What you need to do:
Show every line of the entries below that contains the word "jersey", copying each line in full.

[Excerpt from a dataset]
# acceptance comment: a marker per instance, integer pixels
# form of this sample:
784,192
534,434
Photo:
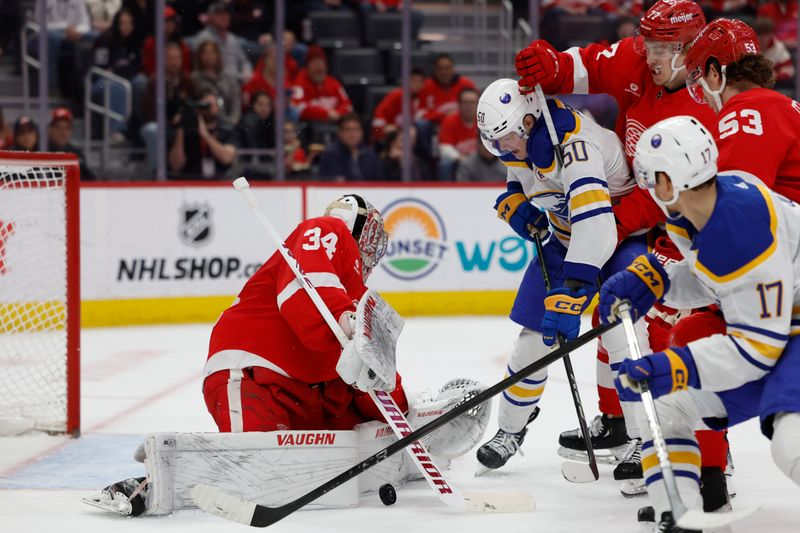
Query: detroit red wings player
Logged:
272,359
758,129
646,76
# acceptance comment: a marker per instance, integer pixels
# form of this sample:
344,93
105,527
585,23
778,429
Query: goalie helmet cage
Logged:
39,293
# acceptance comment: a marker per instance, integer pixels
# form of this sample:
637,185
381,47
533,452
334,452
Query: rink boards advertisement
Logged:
181,253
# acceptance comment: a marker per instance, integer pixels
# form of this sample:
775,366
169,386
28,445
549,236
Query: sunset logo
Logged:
417,239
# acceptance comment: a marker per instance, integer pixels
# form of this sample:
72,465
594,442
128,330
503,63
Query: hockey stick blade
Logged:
235,509
697,519
578,472
509,502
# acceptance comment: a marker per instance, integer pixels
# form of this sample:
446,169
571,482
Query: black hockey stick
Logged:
213,500
573,383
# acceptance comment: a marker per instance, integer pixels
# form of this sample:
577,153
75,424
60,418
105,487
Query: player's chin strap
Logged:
675,68
716,95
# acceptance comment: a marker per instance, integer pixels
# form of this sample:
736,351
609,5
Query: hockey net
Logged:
39,293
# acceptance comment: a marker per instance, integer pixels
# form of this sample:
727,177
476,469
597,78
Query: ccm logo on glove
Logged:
648,274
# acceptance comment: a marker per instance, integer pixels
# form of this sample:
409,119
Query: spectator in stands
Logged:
209,72
173,34
26,135
784,14
59,139
439,94
295,158
234,60
6,135
349,159
265,74
626,27
774,50
392,157
481,166
257,132
257,127
117,50
179,90
205,145
316,96
67,23
388,114
457,134
102,12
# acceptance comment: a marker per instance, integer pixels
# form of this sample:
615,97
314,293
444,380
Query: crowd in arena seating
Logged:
221,75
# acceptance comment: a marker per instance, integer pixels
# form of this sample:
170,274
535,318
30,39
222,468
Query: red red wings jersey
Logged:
274,324
618,70
759,133
314,102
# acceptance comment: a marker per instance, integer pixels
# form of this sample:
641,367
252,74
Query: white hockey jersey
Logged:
577,198
746,260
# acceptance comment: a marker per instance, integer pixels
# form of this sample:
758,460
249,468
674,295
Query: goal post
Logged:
39,293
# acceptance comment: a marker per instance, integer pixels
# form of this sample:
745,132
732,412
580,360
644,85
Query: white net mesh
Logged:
33,295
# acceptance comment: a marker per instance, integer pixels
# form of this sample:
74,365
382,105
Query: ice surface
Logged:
142,380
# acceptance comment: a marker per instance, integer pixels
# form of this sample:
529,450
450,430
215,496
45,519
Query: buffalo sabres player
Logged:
750,271
575,202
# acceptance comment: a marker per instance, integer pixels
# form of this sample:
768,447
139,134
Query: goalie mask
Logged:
365,224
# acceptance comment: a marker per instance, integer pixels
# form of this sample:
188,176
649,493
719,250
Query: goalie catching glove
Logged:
367,361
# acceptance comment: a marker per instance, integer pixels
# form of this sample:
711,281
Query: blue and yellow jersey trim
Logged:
715,273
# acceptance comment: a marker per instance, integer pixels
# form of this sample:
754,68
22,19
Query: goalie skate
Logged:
126,498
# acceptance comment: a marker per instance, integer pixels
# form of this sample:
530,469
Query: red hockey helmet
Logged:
671,21
726,40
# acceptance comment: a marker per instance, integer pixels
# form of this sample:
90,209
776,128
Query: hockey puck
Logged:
387,494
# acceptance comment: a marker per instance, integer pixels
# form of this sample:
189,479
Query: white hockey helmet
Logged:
501,110
365,224
682,148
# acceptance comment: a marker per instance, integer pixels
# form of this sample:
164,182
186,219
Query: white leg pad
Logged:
270,468
786,444
616,344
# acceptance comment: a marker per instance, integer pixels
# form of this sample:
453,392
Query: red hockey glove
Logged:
539,63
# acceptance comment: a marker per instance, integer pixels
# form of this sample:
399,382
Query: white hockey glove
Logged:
355,372
347,321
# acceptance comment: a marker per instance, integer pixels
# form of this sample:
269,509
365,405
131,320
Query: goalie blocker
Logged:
273,468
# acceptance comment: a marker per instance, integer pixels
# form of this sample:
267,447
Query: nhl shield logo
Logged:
195,224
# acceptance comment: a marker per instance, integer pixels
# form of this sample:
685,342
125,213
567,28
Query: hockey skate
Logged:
631,465
609,440
502,447
126,498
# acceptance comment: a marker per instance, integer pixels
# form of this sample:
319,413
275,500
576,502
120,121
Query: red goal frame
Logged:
73,278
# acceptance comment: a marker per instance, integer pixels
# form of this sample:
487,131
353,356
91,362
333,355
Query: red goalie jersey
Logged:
759,134
274,324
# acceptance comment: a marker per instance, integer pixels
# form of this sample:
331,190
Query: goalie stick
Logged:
468,501
684,517
574,472
213,500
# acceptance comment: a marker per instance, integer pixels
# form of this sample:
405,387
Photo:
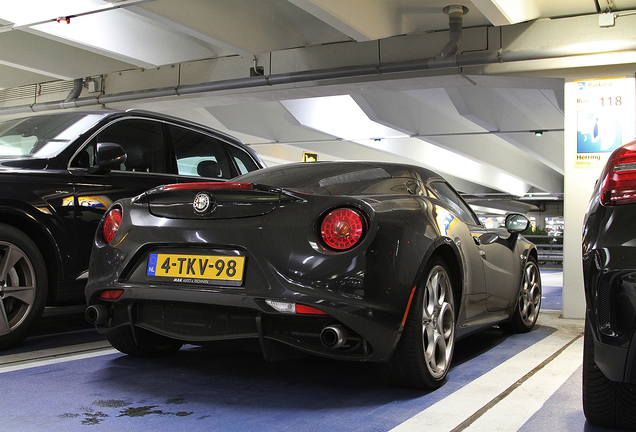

Right answer:
Query: red red wings jersey
Query: white hockey jersey
Query: blue and yellow jersey trim
Query: red goalie jersey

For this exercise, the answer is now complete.